### Records for this exercise

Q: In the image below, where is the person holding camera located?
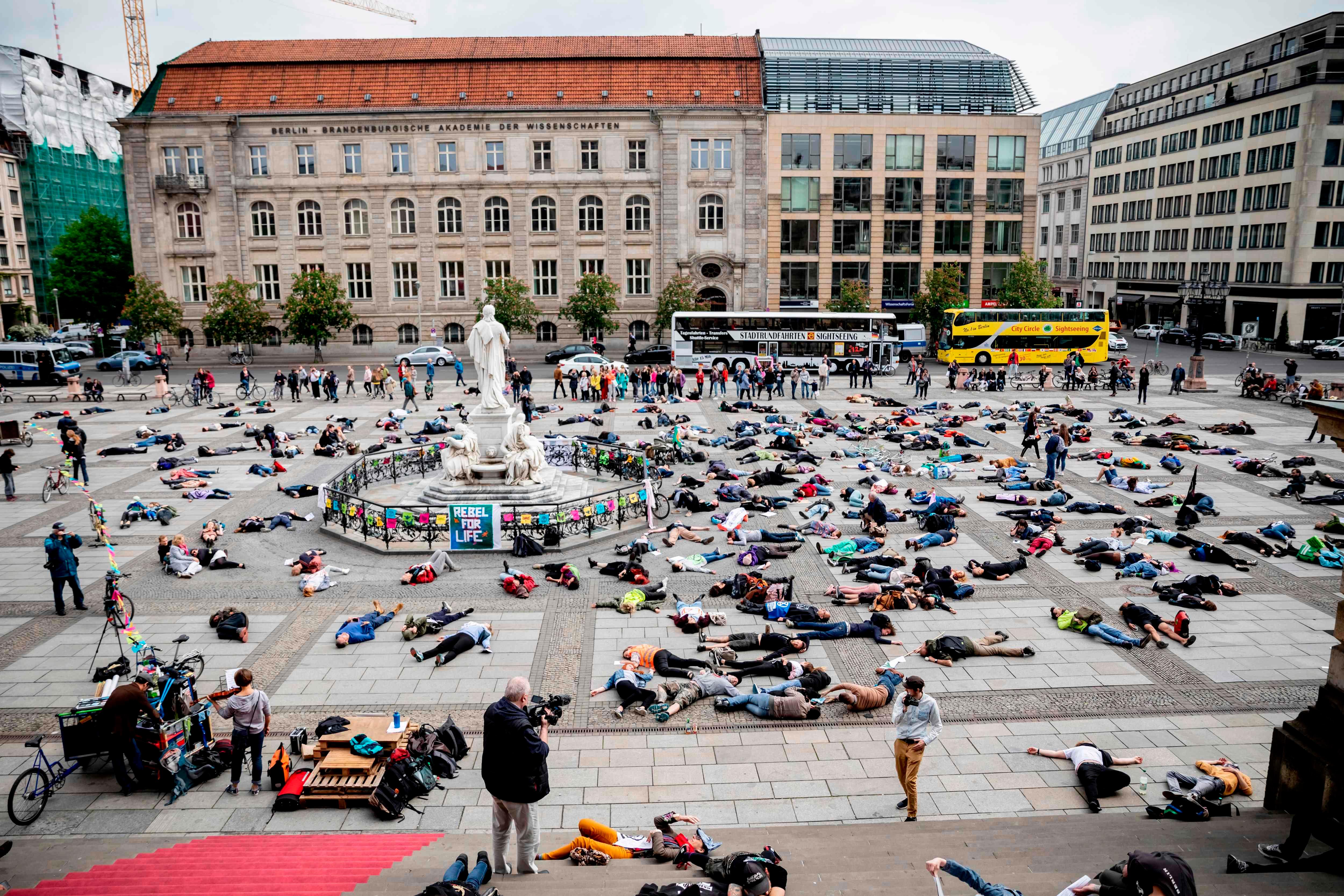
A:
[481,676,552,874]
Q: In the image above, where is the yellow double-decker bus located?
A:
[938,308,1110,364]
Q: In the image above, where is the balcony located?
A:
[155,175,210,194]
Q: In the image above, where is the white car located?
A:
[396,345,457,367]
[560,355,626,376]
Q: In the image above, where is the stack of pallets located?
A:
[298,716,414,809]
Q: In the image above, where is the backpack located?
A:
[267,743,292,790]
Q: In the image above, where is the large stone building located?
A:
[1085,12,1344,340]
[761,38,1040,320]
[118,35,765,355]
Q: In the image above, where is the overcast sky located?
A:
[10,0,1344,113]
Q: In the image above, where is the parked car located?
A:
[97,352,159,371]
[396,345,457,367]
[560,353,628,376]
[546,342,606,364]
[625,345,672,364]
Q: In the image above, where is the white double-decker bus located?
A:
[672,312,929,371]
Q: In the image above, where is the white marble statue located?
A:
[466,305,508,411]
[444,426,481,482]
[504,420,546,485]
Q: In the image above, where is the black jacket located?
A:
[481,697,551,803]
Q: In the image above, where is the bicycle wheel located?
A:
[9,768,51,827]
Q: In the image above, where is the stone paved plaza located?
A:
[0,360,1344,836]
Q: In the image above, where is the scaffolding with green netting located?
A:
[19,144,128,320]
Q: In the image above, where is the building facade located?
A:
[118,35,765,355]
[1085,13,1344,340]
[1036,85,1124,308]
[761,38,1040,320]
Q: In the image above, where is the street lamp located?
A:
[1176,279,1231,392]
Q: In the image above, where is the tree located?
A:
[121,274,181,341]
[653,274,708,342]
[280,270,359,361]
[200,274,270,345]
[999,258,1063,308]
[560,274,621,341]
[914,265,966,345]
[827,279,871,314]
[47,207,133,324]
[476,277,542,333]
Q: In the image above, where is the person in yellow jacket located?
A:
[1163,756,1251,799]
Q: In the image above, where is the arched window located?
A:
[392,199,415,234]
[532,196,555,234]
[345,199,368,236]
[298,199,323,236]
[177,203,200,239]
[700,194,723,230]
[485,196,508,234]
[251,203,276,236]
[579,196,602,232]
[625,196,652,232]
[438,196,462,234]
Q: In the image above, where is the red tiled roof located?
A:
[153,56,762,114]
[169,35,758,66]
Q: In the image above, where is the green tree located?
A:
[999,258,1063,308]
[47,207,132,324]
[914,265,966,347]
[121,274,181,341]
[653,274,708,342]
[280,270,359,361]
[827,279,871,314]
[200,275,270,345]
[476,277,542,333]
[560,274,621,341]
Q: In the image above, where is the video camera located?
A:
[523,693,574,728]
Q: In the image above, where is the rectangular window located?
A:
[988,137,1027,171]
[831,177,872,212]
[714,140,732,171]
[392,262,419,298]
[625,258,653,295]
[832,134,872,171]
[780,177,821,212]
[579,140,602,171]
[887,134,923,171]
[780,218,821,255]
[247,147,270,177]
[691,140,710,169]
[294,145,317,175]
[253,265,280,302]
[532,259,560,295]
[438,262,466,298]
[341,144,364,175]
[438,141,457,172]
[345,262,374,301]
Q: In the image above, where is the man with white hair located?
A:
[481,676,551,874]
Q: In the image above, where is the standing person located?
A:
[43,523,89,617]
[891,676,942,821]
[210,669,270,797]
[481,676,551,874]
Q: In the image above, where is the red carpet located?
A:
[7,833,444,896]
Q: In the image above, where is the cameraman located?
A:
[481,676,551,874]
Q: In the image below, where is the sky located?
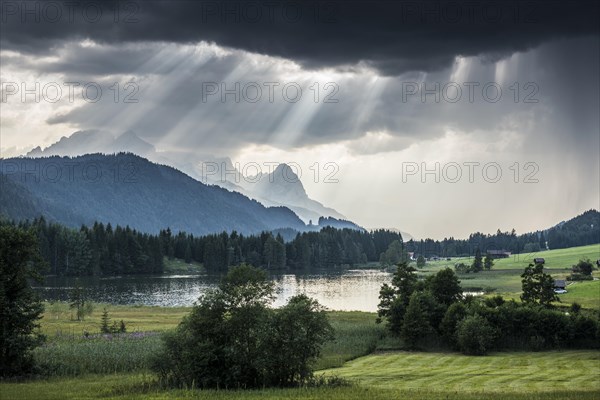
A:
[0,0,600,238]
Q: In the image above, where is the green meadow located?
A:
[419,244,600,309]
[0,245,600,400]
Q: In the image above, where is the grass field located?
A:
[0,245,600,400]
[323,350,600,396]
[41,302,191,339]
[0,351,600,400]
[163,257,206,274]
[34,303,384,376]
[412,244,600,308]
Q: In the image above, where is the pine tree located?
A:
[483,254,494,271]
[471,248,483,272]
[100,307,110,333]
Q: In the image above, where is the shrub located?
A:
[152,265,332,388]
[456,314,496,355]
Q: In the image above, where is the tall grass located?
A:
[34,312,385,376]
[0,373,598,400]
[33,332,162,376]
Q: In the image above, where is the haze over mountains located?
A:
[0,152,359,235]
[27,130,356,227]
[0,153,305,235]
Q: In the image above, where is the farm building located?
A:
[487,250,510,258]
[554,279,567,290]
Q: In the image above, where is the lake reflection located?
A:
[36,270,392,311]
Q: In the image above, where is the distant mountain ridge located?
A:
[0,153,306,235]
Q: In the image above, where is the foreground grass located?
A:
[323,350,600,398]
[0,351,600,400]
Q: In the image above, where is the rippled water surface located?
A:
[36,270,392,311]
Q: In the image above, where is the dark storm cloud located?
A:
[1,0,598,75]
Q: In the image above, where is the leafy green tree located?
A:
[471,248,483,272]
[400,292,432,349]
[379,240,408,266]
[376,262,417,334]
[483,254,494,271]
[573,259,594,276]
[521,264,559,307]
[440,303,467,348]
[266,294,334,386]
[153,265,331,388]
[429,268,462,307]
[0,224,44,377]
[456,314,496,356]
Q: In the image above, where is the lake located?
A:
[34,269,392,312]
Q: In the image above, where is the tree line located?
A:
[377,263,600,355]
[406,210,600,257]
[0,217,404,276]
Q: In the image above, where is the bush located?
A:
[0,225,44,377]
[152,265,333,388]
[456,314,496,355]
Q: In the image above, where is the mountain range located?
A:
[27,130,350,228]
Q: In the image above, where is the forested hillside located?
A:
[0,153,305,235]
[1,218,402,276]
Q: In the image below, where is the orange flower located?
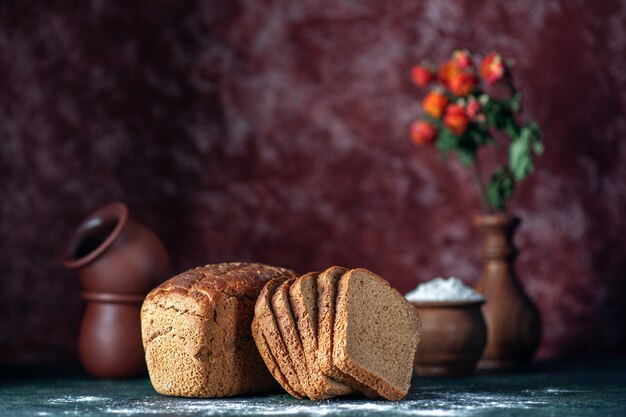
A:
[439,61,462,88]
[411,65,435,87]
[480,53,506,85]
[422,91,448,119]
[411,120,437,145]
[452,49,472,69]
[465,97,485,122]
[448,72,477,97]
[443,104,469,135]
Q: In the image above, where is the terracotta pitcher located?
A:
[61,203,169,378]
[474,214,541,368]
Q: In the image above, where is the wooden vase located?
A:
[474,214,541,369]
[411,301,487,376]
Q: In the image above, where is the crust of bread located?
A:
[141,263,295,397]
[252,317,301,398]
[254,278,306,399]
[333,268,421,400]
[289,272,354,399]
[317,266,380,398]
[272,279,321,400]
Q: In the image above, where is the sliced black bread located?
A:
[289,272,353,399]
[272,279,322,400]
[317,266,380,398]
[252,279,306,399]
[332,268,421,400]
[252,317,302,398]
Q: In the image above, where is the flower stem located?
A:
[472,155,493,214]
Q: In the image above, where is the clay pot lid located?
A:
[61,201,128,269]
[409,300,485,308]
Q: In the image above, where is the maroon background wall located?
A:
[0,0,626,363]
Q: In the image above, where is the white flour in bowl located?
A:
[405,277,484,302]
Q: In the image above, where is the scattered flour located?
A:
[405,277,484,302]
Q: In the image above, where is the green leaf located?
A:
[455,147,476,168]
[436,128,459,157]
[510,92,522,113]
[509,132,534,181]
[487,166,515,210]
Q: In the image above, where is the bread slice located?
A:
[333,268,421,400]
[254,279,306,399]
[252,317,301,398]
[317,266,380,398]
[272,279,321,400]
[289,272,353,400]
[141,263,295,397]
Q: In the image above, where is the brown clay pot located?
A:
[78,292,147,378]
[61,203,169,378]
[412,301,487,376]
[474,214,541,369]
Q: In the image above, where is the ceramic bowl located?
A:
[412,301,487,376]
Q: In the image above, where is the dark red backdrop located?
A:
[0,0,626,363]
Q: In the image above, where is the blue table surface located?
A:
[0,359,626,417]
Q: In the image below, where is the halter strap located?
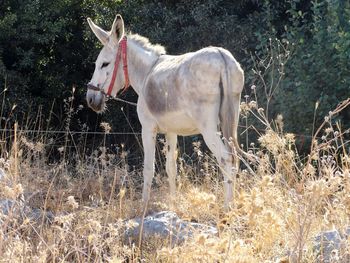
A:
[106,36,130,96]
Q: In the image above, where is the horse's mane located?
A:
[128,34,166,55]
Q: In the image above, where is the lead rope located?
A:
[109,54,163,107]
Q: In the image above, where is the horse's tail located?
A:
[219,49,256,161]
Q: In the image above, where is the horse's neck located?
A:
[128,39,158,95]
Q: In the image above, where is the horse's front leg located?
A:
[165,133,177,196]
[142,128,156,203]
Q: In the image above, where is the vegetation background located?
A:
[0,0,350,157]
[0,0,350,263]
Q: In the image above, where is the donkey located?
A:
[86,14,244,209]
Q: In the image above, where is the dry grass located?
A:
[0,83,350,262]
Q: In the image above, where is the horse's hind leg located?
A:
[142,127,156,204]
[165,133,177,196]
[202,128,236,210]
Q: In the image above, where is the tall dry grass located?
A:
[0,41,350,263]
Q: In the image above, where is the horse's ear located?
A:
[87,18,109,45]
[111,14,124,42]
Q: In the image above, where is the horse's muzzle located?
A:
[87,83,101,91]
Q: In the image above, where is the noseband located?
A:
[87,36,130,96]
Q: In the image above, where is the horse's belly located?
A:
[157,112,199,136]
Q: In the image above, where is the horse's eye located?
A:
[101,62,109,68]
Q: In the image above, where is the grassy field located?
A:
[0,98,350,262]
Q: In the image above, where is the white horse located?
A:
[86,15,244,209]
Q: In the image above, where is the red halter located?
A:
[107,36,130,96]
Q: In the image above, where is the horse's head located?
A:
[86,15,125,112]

### The request
Copy out, word for word, the records from the line containing "Q: In the image above, where is the horse's ear" through the line containing "[0,98,350,262]", including both of those lines.

### Task result
Q: In the image above, where is the horse's ear located?
A:
[87,18,109,45]
[111,14,124,42]
Q: In the image above, where is the horse's muzzle located?
A:
[87,83,101,91]
Q: In the image above, where is the noseband located?
A:
[87,36,130,96]
Q: In the image above, where is the horse's belly located?
A:
[157,112,199,136]
Q: In the image above, where is the horse's eye located?
A:
[101,62,109,68]
Q: In the image above, where is the grassy field located?
A:
[0,98,350,262]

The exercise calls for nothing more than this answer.